### [Task instructions]
Each line from the beginning of the entries below through the line that includes "Place one keypoint per instance of the white wood plank" must be returned exactly as given.

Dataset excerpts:
=====
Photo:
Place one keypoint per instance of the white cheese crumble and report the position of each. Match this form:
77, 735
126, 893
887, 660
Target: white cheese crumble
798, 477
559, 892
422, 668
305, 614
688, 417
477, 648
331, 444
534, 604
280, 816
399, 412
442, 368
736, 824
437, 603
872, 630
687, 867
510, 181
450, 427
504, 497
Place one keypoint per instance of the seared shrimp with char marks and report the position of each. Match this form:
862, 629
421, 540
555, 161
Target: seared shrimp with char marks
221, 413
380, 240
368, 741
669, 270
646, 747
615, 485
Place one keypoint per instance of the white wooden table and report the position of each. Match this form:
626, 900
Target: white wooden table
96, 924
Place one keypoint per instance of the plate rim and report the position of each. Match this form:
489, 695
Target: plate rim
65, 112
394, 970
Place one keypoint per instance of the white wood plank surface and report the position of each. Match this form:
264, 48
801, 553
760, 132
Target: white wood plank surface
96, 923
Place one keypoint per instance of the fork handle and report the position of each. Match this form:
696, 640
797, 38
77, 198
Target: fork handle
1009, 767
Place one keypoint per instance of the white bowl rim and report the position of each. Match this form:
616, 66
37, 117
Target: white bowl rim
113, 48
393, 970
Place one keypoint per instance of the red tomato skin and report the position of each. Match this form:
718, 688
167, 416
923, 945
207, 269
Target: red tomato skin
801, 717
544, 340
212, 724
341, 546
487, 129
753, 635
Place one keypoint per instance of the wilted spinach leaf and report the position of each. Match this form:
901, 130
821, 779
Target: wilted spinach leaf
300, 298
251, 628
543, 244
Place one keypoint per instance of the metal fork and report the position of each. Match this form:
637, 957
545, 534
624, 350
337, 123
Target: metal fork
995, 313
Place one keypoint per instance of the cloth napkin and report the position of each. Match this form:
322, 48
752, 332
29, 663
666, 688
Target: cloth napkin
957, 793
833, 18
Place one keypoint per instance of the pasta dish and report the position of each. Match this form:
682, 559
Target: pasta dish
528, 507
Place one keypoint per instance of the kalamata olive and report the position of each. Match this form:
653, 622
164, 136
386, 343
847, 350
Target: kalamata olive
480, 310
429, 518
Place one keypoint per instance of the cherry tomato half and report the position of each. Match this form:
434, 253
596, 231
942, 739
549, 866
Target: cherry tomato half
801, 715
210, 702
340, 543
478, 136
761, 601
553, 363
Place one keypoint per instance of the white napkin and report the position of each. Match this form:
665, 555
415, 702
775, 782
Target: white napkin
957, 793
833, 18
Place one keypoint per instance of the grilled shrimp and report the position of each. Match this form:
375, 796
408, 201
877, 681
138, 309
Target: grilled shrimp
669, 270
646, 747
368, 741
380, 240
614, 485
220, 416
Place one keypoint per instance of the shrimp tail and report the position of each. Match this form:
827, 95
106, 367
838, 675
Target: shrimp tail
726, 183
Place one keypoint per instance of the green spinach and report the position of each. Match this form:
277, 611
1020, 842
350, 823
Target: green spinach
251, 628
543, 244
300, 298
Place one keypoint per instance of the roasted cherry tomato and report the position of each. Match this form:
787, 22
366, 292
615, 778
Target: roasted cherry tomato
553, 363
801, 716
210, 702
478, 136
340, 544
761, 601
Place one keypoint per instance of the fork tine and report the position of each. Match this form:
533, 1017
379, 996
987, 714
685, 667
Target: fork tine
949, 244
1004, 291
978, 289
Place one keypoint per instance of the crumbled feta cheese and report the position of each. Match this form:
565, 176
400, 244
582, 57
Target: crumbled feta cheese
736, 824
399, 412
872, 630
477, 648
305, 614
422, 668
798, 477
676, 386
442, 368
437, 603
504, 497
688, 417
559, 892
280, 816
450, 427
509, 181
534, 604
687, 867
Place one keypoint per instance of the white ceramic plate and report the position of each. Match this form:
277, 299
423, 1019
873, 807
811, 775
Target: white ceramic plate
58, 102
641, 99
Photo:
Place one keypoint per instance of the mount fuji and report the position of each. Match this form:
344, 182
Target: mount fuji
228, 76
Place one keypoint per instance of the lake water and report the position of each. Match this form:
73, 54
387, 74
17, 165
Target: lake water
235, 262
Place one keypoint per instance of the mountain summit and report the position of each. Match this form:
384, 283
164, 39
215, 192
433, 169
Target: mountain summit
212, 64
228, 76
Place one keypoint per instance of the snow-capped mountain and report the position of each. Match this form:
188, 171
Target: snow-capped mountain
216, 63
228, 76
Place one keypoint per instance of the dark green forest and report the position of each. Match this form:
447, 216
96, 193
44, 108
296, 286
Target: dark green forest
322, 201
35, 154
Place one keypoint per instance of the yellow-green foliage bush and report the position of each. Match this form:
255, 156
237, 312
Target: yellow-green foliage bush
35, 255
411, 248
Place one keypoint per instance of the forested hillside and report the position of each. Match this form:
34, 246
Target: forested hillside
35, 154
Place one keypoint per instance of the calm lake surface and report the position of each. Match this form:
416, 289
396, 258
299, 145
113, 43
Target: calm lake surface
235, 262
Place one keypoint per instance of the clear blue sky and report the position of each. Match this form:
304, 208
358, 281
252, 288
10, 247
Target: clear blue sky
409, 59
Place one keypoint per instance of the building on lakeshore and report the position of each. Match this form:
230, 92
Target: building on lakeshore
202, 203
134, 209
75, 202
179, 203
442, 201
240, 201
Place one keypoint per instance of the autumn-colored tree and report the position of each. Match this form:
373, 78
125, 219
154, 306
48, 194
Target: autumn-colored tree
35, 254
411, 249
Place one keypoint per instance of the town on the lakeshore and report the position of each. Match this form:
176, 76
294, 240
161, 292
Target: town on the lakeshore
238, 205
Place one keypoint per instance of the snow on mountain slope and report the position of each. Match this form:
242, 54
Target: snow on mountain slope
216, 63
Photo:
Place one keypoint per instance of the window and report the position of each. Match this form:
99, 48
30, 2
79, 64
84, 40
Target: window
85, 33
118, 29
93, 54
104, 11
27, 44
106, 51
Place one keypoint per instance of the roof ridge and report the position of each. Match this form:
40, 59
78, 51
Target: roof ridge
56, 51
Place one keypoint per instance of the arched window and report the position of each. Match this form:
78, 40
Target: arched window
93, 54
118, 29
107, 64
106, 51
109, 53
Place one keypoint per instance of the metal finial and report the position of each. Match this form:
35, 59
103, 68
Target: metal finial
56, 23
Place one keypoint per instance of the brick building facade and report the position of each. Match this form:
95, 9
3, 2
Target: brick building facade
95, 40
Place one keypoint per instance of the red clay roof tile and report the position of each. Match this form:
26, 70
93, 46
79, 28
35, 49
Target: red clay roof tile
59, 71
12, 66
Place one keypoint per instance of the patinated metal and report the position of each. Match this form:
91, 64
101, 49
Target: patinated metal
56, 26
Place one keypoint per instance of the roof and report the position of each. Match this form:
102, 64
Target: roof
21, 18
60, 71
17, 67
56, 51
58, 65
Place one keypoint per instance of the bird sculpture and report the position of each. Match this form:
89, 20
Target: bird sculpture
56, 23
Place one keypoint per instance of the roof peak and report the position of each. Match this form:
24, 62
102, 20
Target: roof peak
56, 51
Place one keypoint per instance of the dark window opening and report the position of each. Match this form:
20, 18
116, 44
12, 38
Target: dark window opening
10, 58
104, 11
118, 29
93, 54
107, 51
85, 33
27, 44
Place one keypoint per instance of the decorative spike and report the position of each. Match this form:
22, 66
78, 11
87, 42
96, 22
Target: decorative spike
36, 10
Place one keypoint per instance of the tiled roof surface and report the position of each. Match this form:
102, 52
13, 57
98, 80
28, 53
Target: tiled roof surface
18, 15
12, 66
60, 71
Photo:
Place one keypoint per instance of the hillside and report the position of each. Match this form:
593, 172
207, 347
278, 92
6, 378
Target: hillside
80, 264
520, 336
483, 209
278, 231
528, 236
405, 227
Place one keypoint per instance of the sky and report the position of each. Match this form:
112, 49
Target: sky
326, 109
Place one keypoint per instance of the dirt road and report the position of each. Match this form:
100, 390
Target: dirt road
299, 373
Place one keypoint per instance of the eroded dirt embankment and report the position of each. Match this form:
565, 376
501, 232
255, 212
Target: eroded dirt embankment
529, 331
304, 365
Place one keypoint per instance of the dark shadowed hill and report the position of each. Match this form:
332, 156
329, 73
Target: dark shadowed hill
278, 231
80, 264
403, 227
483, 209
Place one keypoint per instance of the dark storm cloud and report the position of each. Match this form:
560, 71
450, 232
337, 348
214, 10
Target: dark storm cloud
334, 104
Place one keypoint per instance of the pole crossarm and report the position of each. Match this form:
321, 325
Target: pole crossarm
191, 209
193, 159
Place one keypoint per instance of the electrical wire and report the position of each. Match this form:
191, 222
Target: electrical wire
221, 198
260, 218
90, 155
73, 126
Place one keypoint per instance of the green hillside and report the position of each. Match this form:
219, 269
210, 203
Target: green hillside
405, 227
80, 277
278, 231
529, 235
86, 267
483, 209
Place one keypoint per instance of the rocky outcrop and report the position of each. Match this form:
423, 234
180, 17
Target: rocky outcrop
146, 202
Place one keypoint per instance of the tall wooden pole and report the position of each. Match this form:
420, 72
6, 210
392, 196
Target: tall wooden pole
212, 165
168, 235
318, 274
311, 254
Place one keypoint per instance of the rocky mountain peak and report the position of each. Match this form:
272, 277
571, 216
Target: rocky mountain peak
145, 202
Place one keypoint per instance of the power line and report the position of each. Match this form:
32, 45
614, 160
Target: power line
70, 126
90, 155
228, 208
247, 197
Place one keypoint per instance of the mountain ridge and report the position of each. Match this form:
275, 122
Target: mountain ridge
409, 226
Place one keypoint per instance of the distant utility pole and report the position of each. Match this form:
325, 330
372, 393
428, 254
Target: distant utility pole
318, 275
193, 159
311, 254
=====
### [Solution for this task]
Photo:
Place one keypoint per instance of the white cheese crumble and report the position of each. Match this form:
77, 735
126, 893
887, 660
Target: white cheese crumble
798, 477
559, 892
422, 668
305, 614
688, 417
477, 648
331, 444
534, 604
280, 816
399, 412
442, 368
736, 824
437, 603
872, 630
687, 867
510, 181
450, 427
504, 497
Place one keypoint per instance of the seared shrimp with char marks and report the position of each. Match this form:
862, 629
421, 540
555, 161
Target: seared shrimp with char marks
221, 413
380, 240
368, 741
669, 270
646, 747
615, 485
Place one keypoint per instance of the white wooden table and report the position of each. Match this form:
626, 900
Target: white wooden table
96, 924
Place one keypoint per instance of the plate rim and report the position of each. Match this form:
489, 695
Target: plate rim
65, 112
394, 970
Place one keypoint per instance of the white wood plank surface and report the position of each. Match this form:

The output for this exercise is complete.